**Trecho exibido**

————————

Tanto a Escritura quanto a liturgia mostram que a espera da vinda do Senhor é um elemento constitutivo da identidade da fé cristã. “O cristão é aquele que espera Cristo”, dizia o Cardeal Newmann. Para muitos, o tempo vivido agora é pervadido de carências (de Deus, da família, da paz e da justiça) de modo que há muito a esperar, mas para outros, o tempo é baseado na experiência da
abundância, da eficácia e da produtividade, de modo que nada mais resta a esperar. Aos que tudo têm, é provável que a virtude da esperança soa incompreensível e inadequada.

————————

**Dados brutos**
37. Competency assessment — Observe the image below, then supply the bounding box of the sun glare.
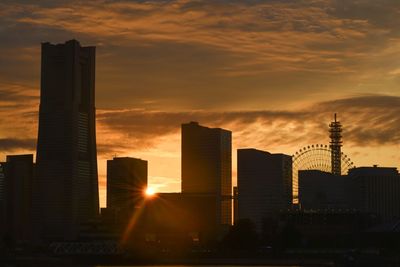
[145,187,156,197]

————————

**Requisitos das tarefas**
(a) Indique se cada afirmação abaixo está de acordo com o trecho sobre a espera cristã, respondendo sim ou não e citando literalmente as palavras do trecho que decidem a questão: (i) o trecho atribui ao Cardeal Newmann a frase segundo a qual o cristão é aquele que espera Cristo; (ii) segundo o trecho, somente a liturgia mostra que a espera da vinda do Senhor faz parte da identidade da fé cristã; (iii) o trecho afirma que, para os que tudo têm, a virtude da esperança provavelmente soa compreensível e adequada.
(b) Reescreva a parte do trecho sobre a espera cristã que começa em "Tanto a Escritura" e vai até "incompreensível e inadequada.", inclusive, trocando "tempo" por "momento".
Os dados vêm de outra fonte.

**Respostas dadas**
(a)
(i) Sim: «“O cristão é aquele que espera Cristo”, dizia o Cardeal Newmann».
(ii) Não: «Tanto a Escritura quanto a liturgia mostram que a espera da vinda do Senhor é um elemento constitutivo da identidade da fé cristã».
(iii) Não: «Aos que tudo têm, é provável que a virtude da esperança soa incompreensível e inadequada».

(b)
Tanto a Escritura quanto a liturgia mostram que a espera da vinda do Senhor é um elemento constitutivo da identidade da fé cristã. “O cristão é aquele que espera Cristo”, dizia o Cardeal Newmann. Para muitos, o momento vivido agora é pervadido de carências (de Deus, da família, da paz e da justiça) de modo que há muito a esperar, mas para outros, o momento é baseado na experiência da
abundância, da eficácia e da produtividade, de modo que nada mais resta a esperar. Aos que tudo têm, é provável que a virtude da esperança soa incompreensível e inadequada.